**Required work**
Find the line that contains "In this exercise you will locate the brown". Then set down that line and all the lines after it, to the end of the records, exactly and with nothing added.

**Input data**
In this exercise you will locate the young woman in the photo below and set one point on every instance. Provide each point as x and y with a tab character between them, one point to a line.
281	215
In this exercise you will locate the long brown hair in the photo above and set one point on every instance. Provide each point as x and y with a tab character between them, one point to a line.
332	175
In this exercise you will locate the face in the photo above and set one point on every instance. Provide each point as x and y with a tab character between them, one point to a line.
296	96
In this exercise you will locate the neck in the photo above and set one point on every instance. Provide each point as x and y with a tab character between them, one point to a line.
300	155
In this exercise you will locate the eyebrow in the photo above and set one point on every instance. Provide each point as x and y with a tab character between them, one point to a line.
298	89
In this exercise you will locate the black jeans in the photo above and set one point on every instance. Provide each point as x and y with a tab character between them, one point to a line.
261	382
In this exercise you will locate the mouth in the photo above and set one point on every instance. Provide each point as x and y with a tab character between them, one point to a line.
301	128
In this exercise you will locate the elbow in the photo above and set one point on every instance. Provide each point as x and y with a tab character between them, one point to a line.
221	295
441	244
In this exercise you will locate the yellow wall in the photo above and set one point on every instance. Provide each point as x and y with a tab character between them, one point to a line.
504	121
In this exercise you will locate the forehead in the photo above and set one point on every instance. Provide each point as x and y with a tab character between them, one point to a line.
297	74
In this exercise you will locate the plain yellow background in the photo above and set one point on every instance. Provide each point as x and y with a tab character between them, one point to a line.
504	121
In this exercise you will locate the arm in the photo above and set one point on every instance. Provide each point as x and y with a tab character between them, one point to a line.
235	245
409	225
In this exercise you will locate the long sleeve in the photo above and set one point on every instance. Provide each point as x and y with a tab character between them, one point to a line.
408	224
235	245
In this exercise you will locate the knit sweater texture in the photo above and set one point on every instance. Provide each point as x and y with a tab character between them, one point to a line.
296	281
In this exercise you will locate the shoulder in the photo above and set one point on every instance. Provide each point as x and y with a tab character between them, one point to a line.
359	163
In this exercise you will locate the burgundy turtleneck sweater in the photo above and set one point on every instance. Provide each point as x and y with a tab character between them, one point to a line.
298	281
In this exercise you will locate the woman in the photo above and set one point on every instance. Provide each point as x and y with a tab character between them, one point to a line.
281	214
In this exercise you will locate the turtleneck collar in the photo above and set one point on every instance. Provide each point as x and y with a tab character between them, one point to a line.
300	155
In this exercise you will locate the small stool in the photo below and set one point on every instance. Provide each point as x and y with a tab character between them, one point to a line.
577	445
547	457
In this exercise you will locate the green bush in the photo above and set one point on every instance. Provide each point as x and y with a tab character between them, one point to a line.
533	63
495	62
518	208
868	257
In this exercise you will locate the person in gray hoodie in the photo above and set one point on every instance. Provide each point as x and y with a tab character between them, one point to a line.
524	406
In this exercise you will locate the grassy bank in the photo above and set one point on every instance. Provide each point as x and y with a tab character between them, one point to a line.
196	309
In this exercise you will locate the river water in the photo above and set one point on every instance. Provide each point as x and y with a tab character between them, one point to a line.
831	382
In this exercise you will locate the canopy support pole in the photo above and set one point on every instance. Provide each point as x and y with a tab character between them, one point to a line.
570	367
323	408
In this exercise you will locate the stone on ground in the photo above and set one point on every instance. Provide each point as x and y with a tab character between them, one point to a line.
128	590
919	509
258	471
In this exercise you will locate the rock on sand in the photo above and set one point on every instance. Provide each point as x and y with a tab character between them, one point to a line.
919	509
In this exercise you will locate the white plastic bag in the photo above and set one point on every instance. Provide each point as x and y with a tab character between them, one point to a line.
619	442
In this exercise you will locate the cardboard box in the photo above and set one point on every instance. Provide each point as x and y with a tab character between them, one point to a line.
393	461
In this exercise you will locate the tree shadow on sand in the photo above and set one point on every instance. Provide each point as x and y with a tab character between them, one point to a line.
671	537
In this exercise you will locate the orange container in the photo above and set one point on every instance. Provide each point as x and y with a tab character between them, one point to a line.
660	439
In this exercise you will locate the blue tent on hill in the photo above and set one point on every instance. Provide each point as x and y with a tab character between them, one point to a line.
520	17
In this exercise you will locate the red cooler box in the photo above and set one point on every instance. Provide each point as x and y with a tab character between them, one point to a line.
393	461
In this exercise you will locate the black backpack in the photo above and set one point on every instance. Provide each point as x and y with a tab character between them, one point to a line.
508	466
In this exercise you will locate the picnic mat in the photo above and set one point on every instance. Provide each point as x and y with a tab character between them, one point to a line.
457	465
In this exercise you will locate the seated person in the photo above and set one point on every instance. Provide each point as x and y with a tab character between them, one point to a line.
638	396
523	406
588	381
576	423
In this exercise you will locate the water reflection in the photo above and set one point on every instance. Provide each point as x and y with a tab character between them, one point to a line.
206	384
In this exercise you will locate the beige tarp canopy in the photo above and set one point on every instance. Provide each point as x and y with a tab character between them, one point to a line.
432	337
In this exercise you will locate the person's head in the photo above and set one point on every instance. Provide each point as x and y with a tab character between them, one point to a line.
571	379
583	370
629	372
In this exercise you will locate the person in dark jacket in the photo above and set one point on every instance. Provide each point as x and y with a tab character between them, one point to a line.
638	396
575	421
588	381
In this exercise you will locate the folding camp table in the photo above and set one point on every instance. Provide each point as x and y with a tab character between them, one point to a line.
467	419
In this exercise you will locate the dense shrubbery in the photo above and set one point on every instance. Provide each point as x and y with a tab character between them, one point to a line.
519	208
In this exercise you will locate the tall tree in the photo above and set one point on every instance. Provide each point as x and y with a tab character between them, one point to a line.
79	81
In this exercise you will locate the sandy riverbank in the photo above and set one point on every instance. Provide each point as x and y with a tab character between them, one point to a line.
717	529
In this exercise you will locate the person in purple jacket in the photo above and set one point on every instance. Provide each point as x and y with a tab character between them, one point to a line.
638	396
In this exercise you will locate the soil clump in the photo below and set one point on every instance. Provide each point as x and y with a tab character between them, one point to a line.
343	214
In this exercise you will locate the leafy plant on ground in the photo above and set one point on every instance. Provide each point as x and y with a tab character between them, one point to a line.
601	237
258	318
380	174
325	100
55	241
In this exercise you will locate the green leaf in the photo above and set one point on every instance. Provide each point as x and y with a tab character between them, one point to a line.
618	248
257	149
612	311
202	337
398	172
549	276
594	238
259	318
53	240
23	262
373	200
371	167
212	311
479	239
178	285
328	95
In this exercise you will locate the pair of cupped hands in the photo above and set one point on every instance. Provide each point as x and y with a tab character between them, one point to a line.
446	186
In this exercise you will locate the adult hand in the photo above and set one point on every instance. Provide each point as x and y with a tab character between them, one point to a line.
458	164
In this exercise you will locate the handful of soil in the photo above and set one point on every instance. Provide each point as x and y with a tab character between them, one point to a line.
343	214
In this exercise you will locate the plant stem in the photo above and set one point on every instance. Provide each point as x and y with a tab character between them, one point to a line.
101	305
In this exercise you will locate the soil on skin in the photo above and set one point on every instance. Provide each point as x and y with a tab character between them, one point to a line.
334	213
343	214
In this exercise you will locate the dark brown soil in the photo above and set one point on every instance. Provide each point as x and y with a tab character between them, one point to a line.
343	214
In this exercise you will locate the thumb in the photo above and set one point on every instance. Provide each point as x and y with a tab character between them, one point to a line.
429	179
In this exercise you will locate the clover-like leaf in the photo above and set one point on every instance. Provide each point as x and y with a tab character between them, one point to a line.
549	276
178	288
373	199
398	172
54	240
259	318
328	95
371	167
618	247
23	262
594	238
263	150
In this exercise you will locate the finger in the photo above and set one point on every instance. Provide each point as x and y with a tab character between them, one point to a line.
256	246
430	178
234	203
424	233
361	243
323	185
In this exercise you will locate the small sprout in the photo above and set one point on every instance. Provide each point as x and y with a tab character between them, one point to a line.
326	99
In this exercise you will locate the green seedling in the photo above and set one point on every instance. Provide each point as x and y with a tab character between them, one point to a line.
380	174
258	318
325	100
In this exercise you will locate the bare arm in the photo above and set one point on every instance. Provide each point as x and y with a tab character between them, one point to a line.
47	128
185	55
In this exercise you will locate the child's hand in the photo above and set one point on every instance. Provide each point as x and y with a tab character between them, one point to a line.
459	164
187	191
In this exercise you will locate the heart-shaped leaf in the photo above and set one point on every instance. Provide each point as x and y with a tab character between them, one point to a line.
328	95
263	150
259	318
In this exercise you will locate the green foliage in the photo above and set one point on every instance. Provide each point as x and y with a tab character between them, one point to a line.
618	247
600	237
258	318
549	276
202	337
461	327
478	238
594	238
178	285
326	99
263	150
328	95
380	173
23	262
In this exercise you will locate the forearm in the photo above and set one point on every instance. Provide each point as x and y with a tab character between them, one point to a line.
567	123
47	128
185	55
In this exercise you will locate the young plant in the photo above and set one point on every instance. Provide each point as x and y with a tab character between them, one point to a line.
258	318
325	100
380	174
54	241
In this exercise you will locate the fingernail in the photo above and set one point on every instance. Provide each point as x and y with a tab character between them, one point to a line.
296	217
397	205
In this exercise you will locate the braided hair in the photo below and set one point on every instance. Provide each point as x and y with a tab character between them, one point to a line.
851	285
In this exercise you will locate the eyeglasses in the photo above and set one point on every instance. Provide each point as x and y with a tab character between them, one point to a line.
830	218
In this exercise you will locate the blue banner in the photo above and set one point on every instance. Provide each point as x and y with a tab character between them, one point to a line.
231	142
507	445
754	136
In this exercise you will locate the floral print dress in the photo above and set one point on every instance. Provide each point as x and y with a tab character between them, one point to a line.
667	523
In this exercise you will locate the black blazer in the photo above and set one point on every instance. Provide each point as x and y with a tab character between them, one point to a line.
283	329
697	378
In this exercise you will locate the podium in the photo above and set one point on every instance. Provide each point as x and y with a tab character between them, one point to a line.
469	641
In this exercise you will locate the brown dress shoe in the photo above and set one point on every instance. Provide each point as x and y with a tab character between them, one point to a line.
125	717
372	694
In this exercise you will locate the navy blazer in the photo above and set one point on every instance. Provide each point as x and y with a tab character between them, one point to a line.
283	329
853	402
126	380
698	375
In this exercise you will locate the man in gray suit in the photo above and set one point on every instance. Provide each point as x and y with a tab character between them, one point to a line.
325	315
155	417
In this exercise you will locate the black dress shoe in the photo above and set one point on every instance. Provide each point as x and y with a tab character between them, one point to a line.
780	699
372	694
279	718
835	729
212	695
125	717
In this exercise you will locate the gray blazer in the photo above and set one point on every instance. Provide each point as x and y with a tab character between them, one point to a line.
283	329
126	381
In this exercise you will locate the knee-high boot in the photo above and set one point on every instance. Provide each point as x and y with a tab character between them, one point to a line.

**The completed task**
In this exercise you will locate the brown dress shoe in the photo above and set one point on every instance. Provide each point as x and y with a tab character between them, one point to a line.
125	717
372	694
In this exercise you will locate the navy blazer in the photo above and set one point on every instance. Provide each point as x and y with a tab character between them, one point to a line.
283	329
853	402
126	380
698	375
In this exercise you will locate the man in gray suit in the photo above and set one point on every instance. Provide each point as x and y with a tab character between them, one point to a line.
325	315
155	417
In this exercise you will locate the black dress shoe in the photo above and set one point on every instance. Provide each point as x and y with a tab character between them, one point to a line.
780	699
372	694
279	718
835	729
212	695
125	717
In this exercise you will locate the gray blazer in the photo above and set one point on every instance. Provide each point as x and y with a tab character between them, one point to a line.
283	329
126	381
In this exercise you will locate the knee-high boot in the photo above and set one point on every instance. Provide each point as x and y with a tab character between them, one point to a line.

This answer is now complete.